**Requirements:**
**a)** Render the following sentence from the BYU basketball commentary into Spanish: "BYU will always lose such a battle, no matter the facts."
**b)** Extract the passage of the BYU basketball commentary that runs from "It should also" up to and including "matter the facts.".
**c)** Extend the BYU basketball commentary beyond its final sentence, carrying on in the same voice.

**Text segment:**
First, let it be said that I am sympathetic to Neilson's situation, and also agree with Parrish that at the very least, a player "pushed out," "run off," or even "helped out" of his or her program should be eligible to play immediately. Student-athletes have little freedom anyway, this one should not have been taken away.
I don't need to expend any more characters on that. I don't know who would argue otherwise.
It should also be mentioned that as usual, we only have and will only ever hear the player's side. BYU and its coaches like Rose will likely never comment about such things, nor should they. They have no interest in an image battle through the media. BYU will always lose such a battle, no matter the facts.
I'm not suggesting Neilson is being dishonest, though. As he told Drew, "I guess we were just on different pages." It's clear, specific to Neilson, the coaching staff had a different vision for his future in the program than he did.
While none of these gentlemen in the national media have taken direct shots at Dave Rose and are simply using this as an example of an ugly side to college basketball scholarships, it is causing a reaction that puts Rose in the crosshairs.
I have a few thoughts on this, some of which provide context to BYU's situation that media and fans at the national level might not understand. I'd invite such parties, if this reaches their eyes, to consider this context before running Rose up the flag pole. I don't offer these thoughts as an alternate reality to rebut anything in Drew's interview with Neilson, but rather as counterpoints to the narrative that is building. I also don't offer them to take shots at Neilson himself. It's a rough situation for everyone as I will explain, and he got the brunt of it. And that sucks.

**Information provided:**
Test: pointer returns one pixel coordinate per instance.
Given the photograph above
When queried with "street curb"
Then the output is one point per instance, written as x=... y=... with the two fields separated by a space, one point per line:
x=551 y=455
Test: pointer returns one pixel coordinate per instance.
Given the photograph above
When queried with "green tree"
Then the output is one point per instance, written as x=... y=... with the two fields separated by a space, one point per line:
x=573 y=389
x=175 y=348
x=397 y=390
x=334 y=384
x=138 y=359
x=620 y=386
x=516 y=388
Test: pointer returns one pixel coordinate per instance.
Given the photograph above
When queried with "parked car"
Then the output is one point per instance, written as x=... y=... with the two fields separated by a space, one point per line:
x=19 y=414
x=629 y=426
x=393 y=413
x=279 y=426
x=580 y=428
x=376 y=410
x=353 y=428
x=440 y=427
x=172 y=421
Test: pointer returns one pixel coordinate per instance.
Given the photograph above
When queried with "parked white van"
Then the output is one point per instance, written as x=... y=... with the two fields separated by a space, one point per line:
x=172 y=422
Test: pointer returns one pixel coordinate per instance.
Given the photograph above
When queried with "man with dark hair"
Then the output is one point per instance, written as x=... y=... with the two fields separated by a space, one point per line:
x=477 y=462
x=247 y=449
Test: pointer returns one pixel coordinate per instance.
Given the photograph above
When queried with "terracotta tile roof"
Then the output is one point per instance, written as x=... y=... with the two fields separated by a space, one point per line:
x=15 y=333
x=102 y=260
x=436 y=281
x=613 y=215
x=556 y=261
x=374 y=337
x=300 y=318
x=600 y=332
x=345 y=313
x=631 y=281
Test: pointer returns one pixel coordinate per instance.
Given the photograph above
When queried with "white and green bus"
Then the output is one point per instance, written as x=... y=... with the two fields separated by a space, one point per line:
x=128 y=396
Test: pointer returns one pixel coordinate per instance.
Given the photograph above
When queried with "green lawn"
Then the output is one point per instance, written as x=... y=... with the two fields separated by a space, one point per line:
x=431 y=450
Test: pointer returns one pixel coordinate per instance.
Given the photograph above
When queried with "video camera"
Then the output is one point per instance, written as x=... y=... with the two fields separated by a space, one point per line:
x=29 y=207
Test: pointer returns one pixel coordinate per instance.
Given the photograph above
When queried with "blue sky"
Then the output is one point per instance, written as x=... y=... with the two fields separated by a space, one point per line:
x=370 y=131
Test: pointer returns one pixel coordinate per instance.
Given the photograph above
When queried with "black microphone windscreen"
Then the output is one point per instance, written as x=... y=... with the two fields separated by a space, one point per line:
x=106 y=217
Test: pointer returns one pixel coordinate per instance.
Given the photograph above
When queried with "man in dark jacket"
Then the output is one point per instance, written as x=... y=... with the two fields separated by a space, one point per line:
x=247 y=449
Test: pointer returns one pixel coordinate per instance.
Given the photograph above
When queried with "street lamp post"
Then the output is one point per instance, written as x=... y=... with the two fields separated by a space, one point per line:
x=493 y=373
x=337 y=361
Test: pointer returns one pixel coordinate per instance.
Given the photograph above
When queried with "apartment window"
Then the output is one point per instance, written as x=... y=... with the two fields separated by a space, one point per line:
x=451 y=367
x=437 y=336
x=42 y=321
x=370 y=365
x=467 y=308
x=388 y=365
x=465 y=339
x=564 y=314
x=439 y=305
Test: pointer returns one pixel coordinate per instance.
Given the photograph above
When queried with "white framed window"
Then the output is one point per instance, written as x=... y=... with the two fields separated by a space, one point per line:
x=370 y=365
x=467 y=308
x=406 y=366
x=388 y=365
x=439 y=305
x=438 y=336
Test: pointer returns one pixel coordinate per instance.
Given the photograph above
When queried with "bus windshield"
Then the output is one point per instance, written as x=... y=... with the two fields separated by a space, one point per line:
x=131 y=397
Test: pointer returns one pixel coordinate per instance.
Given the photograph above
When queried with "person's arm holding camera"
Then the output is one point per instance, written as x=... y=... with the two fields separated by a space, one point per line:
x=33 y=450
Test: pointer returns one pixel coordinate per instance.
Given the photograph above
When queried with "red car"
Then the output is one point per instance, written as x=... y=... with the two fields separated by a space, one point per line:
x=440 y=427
* * *
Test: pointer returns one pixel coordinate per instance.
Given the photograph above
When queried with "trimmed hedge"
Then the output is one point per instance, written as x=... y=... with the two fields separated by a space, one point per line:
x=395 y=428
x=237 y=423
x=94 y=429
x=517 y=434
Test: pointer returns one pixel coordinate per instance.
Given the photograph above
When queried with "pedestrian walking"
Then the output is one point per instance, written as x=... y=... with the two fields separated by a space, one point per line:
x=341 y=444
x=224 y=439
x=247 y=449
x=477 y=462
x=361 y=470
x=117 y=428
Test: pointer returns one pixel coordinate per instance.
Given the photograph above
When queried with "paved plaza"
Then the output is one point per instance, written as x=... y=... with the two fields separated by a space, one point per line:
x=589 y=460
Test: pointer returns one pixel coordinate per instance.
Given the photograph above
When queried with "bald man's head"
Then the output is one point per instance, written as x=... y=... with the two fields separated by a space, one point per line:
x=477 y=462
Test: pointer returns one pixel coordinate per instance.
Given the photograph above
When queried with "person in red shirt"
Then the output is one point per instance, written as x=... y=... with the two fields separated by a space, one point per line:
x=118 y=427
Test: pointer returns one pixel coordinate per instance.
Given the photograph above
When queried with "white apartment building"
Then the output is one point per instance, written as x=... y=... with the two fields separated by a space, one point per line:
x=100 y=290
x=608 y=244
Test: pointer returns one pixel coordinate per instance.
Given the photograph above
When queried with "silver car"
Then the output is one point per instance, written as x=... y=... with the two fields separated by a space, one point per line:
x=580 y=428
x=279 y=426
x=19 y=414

**Results for the exercise:**
**a)** BYU siempre perderá una batalla así, sin importar los hechos.

**b)**
It should also be mentioned that as usual, we only have and will only ever hear the player's side. BYU and its coaches like Rose will likely never comment about such things, nor should they. They have no interest in an image battle through the media. BYU will always lose such a battle, no matter the facts.

**c)**
First: In a larger, general view, while it's hard to see for a player who got an "egg" dropped on him (an interesting mixed-metaphor that still works), isn't there a level of pro-player sentiment in sitting a guy down at his exit interview and telling him there probably isn't playing time in his future, and encouraging him to find a better situation? Should Rose keep a player on the bench and tell him to keep working when he knows he won't put him on the floor? How does that help the player?
Rose didn't change the rule that makes pushing or helping a player out of your program less compassionate. It still seems more humane than banishing a player to sit next to the water cooler, wasting all his eligibility.
(An aside: I use the phrase "helping out" purposely. While brutal on its face, "running off" a player is often done with a lot of help. A coach explains he doesn't see playing time in the player's future, but he has a network of coaching friends and he'll get the word out that he has a player looking for a new home. Many times, the player isn't simply cut loose, but helped to find a landing spot. I have no clue if that is or was intended to be the case for Neilson, but it does occur.)
There has been exception expressed to Rose surprising Neilson with this news at his exit interview. When else should Rose have delivered the news? It's a crappy conversation no matter when it happens. Should he have told Neilson in the long break between the WCC and NCAA tournaments? I don't see how "Hey, I don't see playing time in your future so you should think about transferring ... anyway, be ready to go in case we have foul trouble" is a better way to handle it.
Those are larger-view counterpoints to the inclination to go after Rose. I'm not saying Neilson was "done right" or shouldn't feel bitter, just encouraging a fuller look at the whole process of such a transaction.
The elements much more specific to BYU provide the context I'd wish to relate to those on the national level or those largely unfamiliar with BYU. The context sheds light on the almost yearly complex, difficult task Rose has in managing the BYU roster, and it revolves around LDS missionary service.
BYU garnered commitments from three players from the same high school who were top-100 national recruits: Nick Emery, T.J. Haws, and Eric Mika. Emery has returned from his mission and is a freshman next season, while Haws and Mika return in time to play in the 2016-17 season. Mika is 6-foot-10 and shares the same roster space as Neilson.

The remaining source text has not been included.